Extracted entries ▸
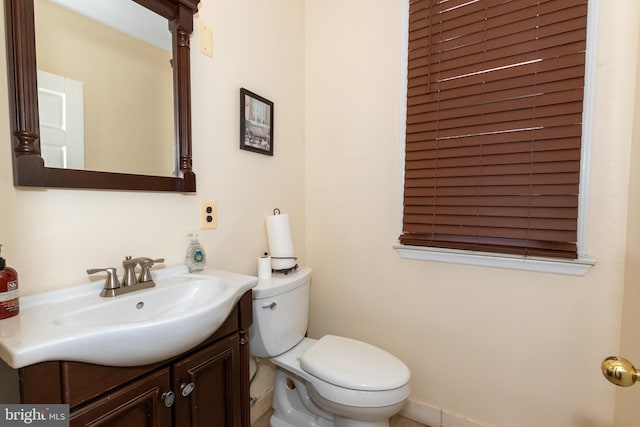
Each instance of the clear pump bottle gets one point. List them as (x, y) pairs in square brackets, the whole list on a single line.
[(195, 258)]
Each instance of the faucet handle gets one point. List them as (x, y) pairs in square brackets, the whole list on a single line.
[(146, 264), (111, 283)]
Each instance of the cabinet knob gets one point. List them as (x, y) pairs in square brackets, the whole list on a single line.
[(168, 398), (187, 388)]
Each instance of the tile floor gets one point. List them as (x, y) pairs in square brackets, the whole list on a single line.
[(396, 421)]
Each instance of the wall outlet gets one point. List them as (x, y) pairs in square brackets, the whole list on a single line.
[(208, 215)]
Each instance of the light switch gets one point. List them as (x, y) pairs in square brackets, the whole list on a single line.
[(205, 39)]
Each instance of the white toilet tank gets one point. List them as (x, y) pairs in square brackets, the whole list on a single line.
[(280, 312)]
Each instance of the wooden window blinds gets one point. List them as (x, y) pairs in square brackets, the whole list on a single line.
[(494, 123)]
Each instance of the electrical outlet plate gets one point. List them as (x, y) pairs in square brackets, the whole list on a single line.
[(208, 215)]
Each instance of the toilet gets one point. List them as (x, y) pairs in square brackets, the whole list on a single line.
[(330, 382)]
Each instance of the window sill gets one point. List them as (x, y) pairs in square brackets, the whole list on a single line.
[(578, 267)]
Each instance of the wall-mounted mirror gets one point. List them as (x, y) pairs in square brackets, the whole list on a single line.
[(129, 92)]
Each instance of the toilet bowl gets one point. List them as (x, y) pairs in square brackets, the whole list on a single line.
[(332, 381)]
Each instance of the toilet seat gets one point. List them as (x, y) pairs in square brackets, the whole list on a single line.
[(353, 364), (342, 395)]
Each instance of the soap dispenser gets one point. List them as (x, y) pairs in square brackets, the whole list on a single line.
[(9, 303), (195, 259)]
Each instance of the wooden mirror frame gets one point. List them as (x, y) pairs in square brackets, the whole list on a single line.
[(28, 165)]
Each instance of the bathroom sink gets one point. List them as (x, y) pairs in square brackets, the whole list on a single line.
[(133, 329)]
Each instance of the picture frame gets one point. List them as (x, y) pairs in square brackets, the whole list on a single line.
[(256, 123)]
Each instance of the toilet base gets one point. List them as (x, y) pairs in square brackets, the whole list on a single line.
[(293, 407)]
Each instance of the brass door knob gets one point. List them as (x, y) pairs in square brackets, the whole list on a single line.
[(619, 371)]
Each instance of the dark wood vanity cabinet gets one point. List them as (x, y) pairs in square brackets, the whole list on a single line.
[(210, 385)]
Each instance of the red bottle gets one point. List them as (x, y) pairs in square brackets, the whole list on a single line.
[(9, 304)]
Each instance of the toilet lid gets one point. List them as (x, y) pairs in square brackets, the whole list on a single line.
[(352, 364)]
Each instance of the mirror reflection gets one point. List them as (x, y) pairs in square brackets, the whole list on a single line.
[(105, 97)]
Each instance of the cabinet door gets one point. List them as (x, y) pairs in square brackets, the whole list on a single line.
[(139, 404), (215, 397)]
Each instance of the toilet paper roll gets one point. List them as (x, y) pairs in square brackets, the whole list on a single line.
[(264, 268), (280, 242)]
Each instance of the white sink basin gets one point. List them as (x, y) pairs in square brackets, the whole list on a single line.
[(133, 329)]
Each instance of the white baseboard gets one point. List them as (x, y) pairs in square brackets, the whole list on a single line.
[(433, 416), (262, 405)]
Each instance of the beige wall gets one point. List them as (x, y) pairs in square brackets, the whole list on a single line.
[(52, 236), (506, 348), (627, 398)]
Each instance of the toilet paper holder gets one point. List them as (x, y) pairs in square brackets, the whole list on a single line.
[(285, 270)]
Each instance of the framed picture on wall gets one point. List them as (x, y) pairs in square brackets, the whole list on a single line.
[(256, 123)]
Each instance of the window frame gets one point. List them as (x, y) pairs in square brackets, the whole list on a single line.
[(577, 267)]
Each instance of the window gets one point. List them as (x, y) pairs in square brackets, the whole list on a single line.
[(494, 125)]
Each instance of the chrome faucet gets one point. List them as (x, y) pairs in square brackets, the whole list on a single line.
[(130, 283)]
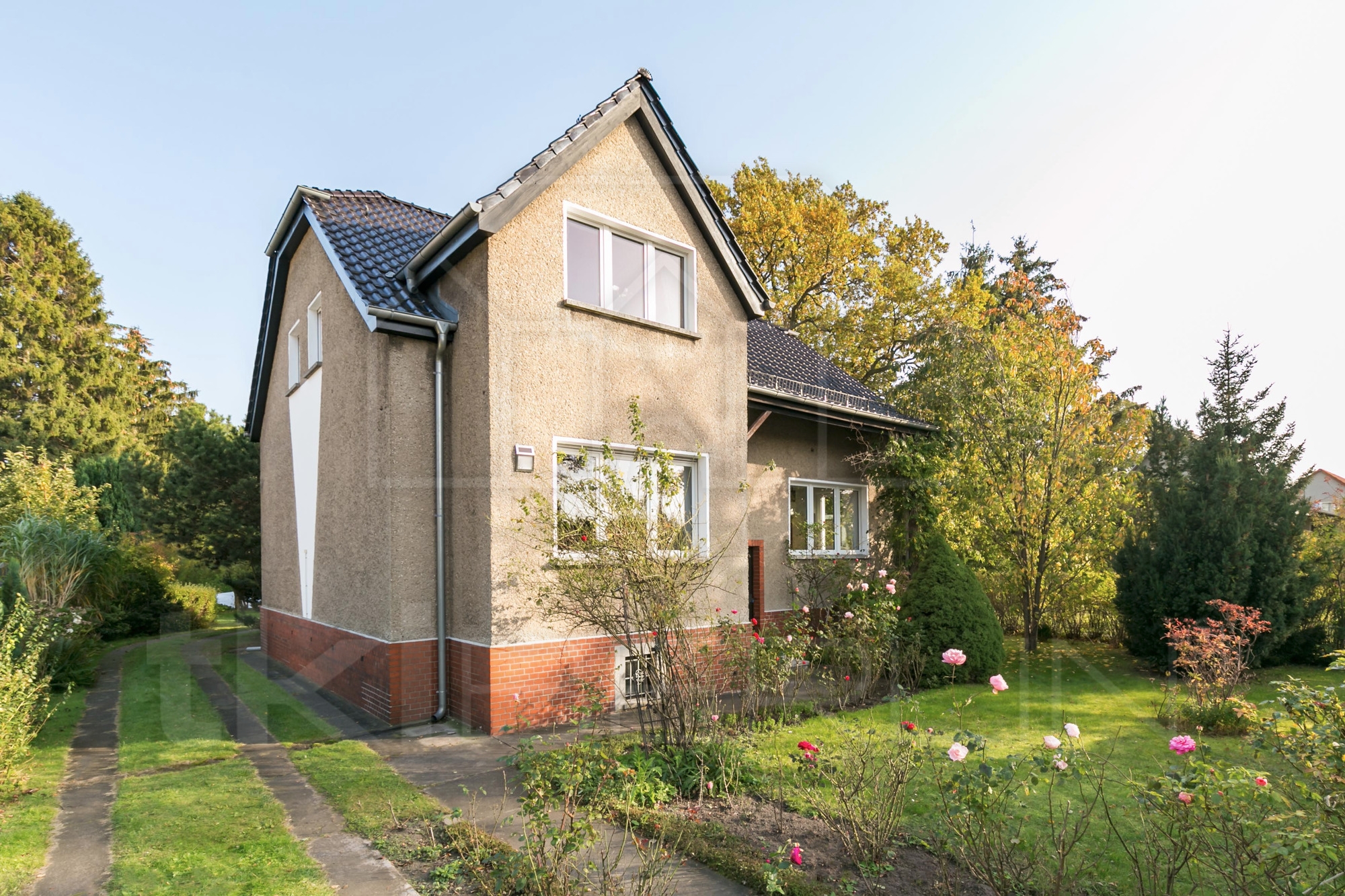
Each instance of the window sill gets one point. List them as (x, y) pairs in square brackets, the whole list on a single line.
[(640, 322)]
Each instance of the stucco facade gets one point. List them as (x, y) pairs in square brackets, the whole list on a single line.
[(524, 368)]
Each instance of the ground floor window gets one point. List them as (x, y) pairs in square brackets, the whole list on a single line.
[(829, 517)]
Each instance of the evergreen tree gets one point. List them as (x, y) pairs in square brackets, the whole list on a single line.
[(209, 499), (71, 381), (1225, 520)]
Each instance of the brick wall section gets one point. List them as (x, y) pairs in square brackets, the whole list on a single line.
[(490, 688)]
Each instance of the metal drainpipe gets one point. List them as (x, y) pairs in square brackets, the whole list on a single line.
[(440, 608)]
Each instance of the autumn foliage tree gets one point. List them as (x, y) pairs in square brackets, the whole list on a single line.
[(851, 282), (1042, 459)]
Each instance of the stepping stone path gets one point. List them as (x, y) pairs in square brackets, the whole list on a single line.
[(80, 860)]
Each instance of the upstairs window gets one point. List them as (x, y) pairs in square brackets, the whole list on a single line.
[(297, 370), (829, 518), (630, 271), (315, 331)]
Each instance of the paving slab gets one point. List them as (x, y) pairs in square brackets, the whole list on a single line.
[(349, 861), (80, 857)]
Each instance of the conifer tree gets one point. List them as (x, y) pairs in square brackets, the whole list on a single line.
[(1226, 514), (71, 380)]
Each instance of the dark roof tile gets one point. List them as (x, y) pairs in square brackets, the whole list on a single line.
[(778, 361)]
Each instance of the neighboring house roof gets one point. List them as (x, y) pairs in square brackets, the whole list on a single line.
[(783, 368)]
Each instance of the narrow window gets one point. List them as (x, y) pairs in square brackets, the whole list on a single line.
[(583, 263), (315, 330), (295, 369), (798, 517), (668, 288), (627, 276)]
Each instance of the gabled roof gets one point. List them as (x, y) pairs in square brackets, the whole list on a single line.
[(477, 221), (783, 369)]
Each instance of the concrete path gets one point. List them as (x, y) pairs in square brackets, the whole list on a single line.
[(80, 858), (349, 862), (465, 770)]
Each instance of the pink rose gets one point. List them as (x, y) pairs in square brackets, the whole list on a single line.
[(1182, 744)]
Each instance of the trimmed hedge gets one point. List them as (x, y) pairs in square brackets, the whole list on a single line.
[(198, 600), (952, 610)]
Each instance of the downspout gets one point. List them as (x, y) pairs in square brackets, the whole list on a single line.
[(443, 331)]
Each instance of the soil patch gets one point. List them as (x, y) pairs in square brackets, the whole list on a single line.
[(915, 870)]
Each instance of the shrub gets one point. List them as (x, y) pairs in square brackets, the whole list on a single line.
[(197, 600), (24, 685), (950, 610)]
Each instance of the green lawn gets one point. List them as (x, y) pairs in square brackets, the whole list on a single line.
[(26, 821), (166, 719), (206, 830), (362, 787), (287, 719), (1100, 689)]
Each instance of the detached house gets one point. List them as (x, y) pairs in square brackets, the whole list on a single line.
[(418, 373)]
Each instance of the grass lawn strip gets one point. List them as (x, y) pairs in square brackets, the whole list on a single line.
[(26, 821), (1102, 690), (406, 825), (206, 830), (166, 719), (287, 719)]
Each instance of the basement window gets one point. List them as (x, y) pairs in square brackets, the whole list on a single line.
[(629, 271), (829, 518)]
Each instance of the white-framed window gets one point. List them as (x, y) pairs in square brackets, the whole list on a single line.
[(829, 517), (622, 268), (680, 507), (315, 330), (297, 370)]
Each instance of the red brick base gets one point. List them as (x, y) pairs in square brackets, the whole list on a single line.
[(489, 688)]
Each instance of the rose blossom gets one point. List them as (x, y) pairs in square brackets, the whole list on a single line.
[(1182, 744)]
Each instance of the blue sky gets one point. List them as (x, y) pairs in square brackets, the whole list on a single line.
[(1183, 162)]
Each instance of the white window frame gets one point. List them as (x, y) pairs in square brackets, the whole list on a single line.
[(700, 487), (315, 331), (607, 227), (294, 360), (861, 524)]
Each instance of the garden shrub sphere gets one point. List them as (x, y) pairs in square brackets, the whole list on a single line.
[(953, 611)]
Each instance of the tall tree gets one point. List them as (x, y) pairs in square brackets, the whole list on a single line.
[(1042, 464), (209, 499), (853, 284), (1226, 514), (71, 381)]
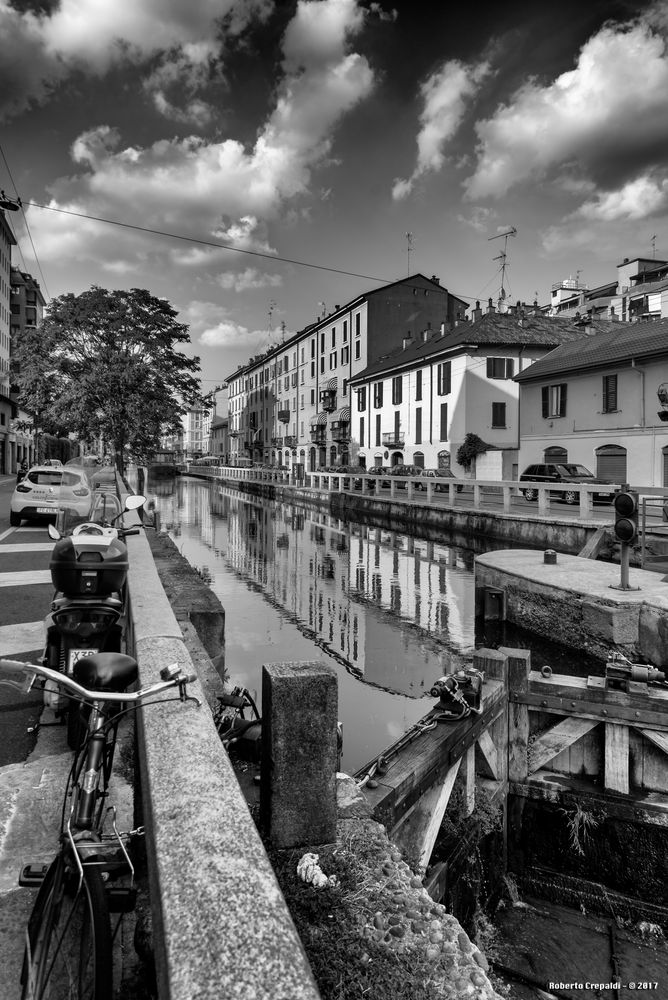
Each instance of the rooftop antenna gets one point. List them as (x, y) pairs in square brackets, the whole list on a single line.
[(409, 247), (503, 257)]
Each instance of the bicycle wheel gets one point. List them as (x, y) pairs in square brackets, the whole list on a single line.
[(68, 944)]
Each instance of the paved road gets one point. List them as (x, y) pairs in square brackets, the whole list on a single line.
[(25, 596)]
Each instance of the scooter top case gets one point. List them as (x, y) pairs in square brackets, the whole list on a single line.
[(83, 564)]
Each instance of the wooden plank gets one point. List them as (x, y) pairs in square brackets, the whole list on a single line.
[(416, 833), (468, 761), (489, 753), (616, 770), (557, 739)]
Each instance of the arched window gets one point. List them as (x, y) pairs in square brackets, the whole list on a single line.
[(555, 455), (611, 463)]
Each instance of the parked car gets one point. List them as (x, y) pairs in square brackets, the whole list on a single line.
[(44, 489), (437, 474), (567, 472)]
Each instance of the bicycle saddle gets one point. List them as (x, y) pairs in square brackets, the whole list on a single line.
[(106, 671)]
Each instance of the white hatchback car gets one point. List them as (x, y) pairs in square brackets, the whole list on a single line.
[(44, 489)]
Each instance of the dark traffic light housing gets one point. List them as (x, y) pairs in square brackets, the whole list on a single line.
[(627, 504)]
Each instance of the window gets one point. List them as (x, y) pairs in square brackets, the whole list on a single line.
[(609, 393), (498, 414), (500, 367), (444, 378), (553, 399), (444, 422)]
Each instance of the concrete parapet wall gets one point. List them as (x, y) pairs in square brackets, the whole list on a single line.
[(221, 925)]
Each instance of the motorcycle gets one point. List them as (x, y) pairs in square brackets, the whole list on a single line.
[(88, 566)]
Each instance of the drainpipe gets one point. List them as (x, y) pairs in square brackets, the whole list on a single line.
[(640, 371)]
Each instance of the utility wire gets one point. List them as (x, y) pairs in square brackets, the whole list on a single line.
[(25, 220)]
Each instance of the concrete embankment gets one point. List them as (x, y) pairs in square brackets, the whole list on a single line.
[(574, 601), (395, 914)]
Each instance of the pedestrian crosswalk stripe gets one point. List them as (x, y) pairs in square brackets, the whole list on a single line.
[(22, 637), (25, 578)]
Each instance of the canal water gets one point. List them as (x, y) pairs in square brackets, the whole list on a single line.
[(391, 612)]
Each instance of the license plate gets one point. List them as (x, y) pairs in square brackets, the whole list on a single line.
[(78, 654)]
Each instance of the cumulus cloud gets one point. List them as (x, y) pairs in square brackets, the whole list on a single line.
[(250, 278), (445, 95), (194, 185), (38, 50), (604, 122)]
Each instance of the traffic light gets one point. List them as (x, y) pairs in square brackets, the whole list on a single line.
[(626, 516)]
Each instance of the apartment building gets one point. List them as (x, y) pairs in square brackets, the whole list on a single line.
[(291, 405), (416, 405)]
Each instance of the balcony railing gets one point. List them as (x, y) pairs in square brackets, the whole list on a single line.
[(340, 431)]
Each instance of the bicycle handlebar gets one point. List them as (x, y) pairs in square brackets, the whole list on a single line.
[(30, 670)]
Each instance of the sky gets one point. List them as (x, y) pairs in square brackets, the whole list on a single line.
[(340, 144)]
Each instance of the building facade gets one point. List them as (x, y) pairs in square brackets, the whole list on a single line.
[(417, 405), (8, 408), (291, 406), (602, 403)]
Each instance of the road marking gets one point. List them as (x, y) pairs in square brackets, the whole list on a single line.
[(22, 637), (25, 578), (28, 547)]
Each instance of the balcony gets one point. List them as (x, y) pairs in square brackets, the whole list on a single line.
[(340, 431), (328, 399)]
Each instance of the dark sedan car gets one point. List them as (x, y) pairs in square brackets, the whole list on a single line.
[(565, 473)]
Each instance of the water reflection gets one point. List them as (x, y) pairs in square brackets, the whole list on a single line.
[(393, 612)]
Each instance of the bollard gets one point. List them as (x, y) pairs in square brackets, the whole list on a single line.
[(299, 753)]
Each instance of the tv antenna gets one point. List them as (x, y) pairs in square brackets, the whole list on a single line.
[(409, 247), (503, 256)]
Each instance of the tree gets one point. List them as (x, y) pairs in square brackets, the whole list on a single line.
[(105, 363)]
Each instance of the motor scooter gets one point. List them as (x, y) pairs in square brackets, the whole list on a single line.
[(88, 567)]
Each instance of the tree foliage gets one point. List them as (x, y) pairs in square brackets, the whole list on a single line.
[(471, 447), (106, 363)]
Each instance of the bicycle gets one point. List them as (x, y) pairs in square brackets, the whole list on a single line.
[(69, 938)]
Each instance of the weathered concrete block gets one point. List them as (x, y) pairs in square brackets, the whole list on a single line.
[(299, 754)]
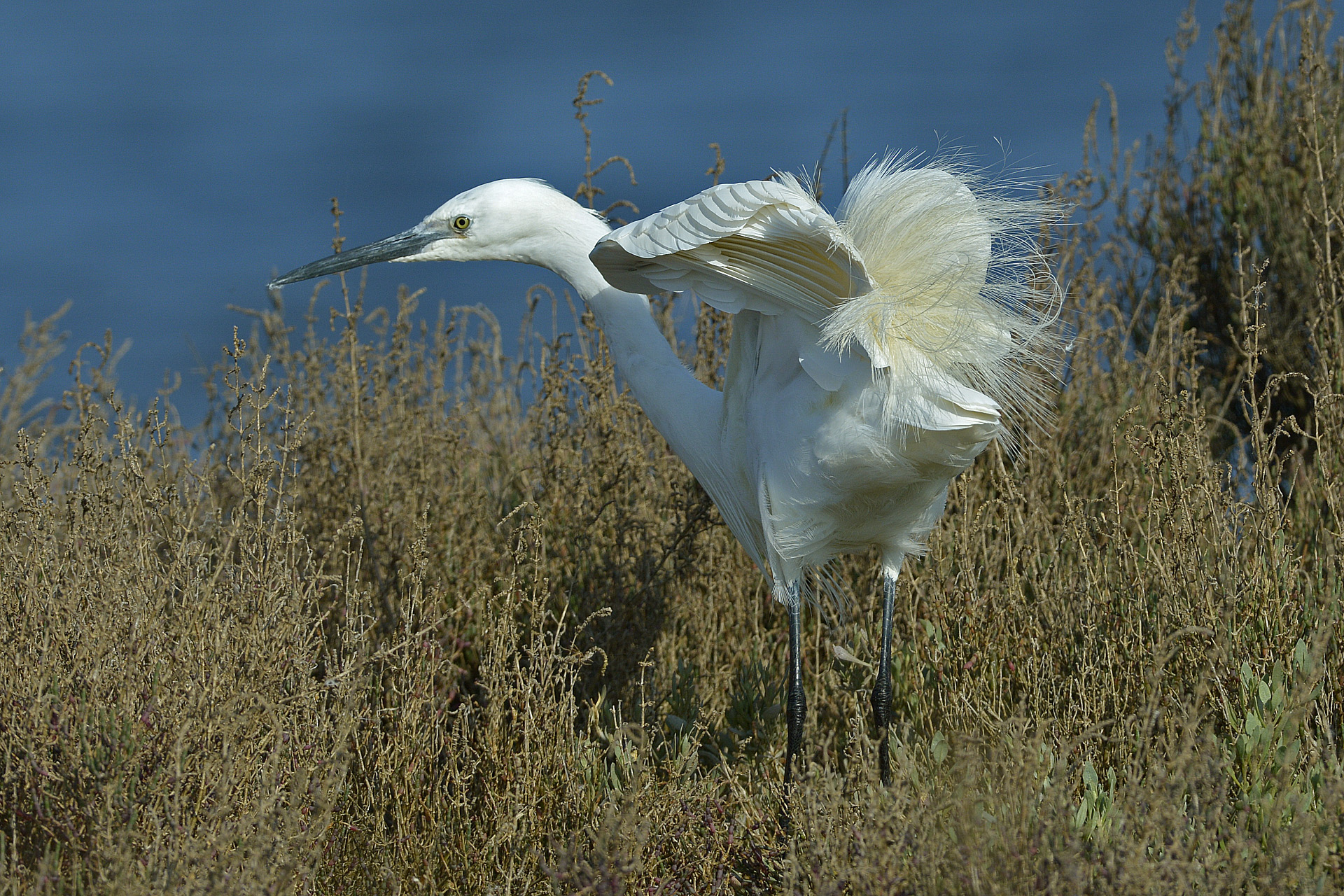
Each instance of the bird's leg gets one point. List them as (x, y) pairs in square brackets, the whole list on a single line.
[(797, 703), (882, 691)]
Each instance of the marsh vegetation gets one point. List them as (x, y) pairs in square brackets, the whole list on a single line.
[(422, 609)]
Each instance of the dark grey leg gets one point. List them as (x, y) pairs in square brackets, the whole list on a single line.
[(797, 703), (882, 691)]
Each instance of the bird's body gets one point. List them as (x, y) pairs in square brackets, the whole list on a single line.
[(873, 358)]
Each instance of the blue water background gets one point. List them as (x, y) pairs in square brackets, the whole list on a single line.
[(160, 162)]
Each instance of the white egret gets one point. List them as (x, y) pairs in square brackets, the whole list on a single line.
[(874, 354)]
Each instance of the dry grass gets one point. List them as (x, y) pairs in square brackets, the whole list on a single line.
[(413, 615)]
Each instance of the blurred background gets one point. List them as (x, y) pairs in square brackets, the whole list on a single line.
[(162, 162)]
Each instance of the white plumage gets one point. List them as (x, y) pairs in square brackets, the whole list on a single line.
[(874, 355)]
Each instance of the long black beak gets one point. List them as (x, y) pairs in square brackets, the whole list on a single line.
[(385, 250)]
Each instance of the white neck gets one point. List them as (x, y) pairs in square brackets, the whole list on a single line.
[(680, 407)]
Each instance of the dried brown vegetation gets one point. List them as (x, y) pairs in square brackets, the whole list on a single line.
[(413, 615)]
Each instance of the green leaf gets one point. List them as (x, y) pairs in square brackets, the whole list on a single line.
[(939, 747)]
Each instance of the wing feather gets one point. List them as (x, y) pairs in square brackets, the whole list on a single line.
[(765, 246)]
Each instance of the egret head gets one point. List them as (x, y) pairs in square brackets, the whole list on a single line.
[(517, 220)]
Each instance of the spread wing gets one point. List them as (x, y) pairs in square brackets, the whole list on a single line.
[(764, 246)]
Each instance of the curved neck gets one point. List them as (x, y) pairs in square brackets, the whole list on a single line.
[(682, 409)]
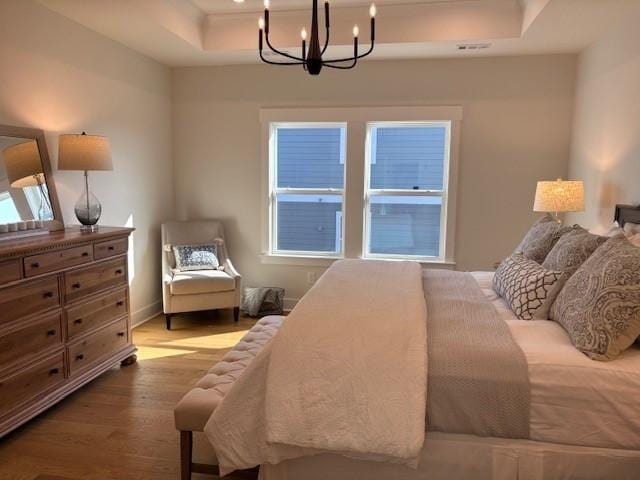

Required work ▸
Reproduce the material above verbatim from the line with "Each instance of the pink" to the line with "[(443, 331)]", including both of those lines.

Solution to the exercise ▸
Each instance of the pink rose gets one point. List them as (x, y) pairs in square brackets, the whole list on a single line.
[(1182, 744)]
Each instance of the trimmed hedge gets one point. List them as (x, y) pairs in square brackets, the whole list on a single line.
[(198, 600), (952, 610)]
Each instance of the downspout gets one point. List them as (x, y) pairs in square brackets, the whole list on a single line.
[(443, 331)]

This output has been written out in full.